-------- Data extracts

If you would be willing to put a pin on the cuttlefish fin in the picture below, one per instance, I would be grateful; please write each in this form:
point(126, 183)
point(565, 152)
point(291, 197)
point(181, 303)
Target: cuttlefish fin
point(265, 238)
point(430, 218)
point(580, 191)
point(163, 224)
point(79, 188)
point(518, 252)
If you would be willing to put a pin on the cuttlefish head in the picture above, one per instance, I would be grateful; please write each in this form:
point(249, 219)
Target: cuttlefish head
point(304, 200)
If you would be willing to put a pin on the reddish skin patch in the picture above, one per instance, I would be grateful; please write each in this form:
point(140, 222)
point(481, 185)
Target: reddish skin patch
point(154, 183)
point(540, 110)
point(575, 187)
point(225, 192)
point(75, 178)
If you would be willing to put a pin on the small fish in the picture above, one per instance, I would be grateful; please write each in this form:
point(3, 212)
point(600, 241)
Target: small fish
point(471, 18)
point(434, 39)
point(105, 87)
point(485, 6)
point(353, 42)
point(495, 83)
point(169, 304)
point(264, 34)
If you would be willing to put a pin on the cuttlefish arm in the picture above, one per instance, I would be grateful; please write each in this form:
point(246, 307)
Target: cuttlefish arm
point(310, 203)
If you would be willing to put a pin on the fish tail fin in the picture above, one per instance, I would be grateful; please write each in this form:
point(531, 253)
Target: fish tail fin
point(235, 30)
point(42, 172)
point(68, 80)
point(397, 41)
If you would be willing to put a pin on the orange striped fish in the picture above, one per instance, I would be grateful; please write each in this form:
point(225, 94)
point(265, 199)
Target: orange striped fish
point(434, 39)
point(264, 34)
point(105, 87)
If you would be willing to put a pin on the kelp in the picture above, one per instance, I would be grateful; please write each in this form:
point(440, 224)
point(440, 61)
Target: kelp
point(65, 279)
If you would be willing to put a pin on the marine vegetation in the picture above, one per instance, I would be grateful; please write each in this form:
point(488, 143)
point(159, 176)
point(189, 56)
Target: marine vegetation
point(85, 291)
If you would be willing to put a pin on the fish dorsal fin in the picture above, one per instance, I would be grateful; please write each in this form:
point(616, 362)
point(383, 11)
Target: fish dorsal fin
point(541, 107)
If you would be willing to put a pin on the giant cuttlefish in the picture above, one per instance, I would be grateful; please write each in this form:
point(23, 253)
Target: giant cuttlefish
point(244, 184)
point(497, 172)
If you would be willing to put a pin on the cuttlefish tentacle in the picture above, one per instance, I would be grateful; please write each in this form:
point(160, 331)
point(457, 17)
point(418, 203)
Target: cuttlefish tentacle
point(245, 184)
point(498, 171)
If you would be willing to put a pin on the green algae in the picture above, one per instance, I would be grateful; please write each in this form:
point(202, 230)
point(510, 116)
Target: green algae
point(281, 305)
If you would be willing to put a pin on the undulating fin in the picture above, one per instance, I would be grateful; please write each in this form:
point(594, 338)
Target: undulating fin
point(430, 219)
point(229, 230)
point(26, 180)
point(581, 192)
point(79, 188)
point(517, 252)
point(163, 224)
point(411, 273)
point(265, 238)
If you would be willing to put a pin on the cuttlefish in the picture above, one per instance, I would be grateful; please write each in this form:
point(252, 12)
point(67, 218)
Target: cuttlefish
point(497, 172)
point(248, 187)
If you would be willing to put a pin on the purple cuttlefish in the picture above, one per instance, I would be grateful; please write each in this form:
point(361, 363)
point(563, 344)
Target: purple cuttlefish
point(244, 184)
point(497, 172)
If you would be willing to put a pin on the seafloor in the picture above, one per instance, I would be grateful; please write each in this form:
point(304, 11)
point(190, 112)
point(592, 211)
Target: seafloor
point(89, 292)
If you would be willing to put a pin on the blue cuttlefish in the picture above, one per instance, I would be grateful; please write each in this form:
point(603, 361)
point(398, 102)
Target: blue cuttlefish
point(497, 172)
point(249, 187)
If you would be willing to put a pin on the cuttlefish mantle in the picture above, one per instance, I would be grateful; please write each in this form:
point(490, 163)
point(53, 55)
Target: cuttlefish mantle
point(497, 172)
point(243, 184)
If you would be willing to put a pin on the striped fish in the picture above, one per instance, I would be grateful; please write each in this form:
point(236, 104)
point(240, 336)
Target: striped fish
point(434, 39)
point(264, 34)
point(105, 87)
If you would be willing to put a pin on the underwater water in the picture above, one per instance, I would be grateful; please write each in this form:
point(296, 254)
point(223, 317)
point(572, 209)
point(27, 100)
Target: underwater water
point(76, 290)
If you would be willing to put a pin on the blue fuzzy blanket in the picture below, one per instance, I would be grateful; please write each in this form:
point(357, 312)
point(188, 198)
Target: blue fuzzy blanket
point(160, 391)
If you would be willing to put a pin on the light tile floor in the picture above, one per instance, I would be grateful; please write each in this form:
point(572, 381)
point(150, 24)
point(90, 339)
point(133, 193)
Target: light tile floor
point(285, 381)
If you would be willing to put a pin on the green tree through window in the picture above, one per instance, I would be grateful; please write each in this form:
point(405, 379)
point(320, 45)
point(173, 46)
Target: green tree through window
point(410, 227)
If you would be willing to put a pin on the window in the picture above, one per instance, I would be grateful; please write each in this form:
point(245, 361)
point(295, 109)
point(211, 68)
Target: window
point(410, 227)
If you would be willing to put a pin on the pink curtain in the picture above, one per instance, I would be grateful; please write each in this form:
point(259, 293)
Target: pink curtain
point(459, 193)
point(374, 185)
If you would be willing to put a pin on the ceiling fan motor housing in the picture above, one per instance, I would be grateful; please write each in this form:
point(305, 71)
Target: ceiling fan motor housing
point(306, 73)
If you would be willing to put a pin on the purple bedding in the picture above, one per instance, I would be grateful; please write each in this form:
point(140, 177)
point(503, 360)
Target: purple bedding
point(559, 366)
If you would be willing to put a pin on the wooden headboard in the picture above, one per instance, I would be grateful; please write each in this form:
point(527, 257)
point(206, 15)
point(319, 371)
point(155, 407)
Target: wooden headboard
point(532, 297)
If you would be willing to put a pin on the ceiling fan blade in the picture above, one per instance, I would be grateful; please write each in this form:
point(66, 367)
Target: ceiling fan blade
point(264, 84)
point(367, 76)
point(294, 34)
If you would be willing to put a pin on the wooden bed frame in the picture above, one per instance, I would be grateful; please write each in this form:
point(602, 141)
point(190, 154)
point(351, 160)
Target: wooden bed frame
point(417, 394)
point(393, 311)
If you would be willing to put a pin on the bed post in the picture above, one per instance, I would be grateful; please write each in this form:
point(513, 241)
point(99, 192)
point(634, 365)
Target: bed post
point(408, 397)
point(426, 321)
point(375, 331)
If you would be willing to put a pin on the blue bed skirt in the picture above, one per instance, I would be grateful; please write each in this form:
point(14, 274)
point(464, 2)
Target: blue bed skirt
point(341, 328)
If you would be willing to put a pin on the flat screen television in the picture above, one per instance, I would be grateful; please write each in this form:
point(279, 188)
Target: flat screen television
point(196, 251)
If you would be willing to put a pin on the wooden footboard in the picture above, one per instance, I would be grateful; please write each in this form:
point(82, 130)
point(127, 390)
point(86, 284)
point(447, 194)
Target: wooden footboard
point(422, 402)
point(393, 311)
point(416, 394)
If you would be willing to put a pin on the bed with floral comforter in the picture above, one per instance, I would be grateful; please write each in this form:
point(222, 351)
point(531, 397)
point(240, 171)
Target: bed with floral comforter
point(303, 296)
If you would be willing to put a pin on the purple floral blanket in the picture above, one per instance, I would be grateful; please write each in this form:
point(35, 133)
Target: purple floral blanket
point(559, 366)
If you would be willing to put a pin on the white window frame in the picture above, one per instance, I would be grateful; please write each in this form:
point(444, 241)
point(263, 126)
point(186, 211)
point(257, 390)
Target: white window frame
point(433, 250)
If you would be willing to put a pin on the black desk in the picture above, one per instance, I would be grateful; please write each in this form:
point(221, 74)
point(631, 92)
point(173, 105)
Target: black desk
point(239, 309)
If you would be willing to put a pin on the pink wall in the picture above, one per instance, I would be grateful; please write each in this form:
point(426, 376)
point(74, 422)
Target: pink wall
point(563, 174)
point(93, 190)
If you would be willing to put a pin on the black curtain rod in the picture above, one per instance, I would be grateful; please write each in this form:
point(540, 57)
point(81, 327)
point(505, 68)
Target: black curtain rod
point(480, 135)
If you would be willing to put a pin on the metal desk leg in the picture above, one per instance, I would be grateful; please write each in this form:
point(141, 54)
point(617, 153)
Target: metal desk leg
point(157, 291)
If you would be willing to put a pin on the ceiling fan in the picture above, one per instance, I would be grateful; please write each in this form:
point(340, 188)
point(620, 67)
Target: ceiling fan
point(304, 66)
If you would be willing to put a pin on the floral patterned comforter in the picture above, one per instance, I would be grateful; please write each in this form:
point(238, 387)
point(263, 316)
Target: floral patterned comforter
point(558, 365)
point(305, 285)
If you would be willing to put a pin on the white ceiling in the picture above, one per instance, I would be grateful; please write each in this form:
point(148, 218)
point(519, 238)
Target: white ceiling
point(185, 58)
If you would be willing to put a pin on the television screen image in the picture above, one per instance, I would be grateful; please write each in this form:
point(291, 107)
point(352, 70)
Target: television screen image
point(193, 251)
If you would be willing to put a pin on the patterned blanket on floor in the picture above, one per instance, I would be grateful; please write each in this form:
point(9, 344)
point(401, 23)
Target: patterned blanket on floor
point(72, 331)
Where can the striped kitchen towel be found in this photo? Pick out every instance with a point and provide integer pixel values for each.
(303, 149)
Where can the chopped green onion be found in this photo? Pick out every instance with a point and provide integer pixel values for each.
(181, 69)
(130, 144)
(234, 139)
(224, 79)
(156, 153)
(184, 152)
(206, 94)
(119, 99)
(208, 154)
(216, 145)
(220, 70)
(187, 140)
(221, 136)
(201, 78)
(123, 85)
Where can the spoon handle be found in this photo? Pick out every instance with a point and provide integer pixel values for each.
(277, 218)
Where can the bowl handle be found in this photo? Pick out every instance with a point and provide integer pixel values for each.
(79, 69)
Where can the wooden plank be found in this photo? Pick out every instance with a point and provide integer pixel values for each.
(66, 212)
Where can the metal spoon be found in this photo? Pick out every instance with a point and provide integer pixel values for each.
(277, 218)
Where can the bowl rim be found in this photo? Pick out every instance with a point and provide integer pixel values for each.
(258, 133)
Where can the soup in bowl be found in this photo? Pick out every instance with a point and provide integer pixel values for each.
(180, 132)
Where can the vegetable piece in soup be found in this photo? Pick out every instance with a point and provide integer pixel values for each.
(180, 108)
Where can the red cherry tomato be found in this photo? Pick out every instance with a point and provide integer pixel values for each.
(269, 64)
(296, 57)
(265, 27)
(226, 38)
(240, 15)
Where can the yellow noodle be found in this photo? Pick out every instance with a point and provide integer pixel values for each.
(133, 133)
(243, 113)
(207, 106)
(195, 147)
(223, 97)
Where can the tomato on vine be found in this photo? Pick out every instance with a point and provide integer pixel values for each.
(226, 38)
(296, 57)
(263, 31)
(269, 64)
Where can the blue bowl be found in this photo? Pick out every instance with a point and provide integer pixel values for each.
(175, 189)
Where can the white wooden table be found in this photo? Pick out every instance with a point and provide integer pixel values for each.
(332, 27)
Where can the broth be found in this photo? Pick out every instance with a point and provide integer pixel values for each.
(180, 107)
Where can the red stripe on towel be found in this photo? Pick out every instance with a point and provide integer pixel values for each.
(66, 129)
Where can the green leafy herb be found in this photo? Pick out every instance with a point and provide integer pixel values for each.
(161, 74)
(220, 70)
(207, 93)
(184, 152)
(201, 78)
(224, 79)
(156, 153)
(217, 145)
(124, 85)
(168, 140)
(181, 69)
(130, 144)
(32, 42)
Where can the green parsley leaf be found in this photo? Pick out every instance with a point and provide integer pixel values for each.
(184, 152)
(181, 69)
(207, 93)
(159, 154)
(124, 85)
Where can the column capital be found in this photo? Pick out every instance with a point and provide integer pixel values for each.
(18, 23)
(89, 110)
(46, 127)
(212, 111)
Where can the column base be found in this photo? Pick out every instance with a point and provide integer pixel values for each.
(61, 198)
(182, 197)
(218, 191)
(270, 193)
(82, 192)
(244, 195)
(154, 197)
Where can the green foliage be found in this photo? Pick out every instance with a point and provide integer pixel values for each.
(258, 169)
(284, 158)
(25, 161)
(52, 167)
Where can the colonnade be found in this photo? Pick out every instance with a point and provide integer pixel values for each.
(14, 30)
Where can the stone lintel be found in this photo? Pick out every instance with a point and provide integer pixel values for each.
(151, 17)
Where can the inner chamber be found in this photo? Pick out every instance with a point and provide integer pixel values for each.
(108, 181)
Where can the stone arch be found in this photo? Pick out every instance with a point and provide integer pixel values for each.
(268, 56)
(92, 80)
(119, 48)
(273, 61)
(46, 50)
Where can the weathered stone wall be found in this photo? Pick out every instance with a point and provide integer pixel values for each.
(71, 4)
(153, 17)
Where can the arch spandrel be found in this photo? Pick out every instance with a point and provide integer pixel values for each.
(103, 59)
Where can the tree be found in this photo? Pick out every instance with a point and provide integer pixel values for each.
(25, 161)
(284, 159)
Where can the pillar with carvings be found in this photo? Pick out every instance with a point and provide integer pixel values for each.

----------------

Work task ->
With "below" as the string to find, copy every line of the records that holds it.

Written answer ->
If you would be willing to put a pin on the cuttlefish fin in the picture below, one per instance, I would be grateful; please write each in this form:
If you would be willing to put a pin on the blue fuzzy blanket in the picture below, one per instance, I would be grateful; please write each in this form:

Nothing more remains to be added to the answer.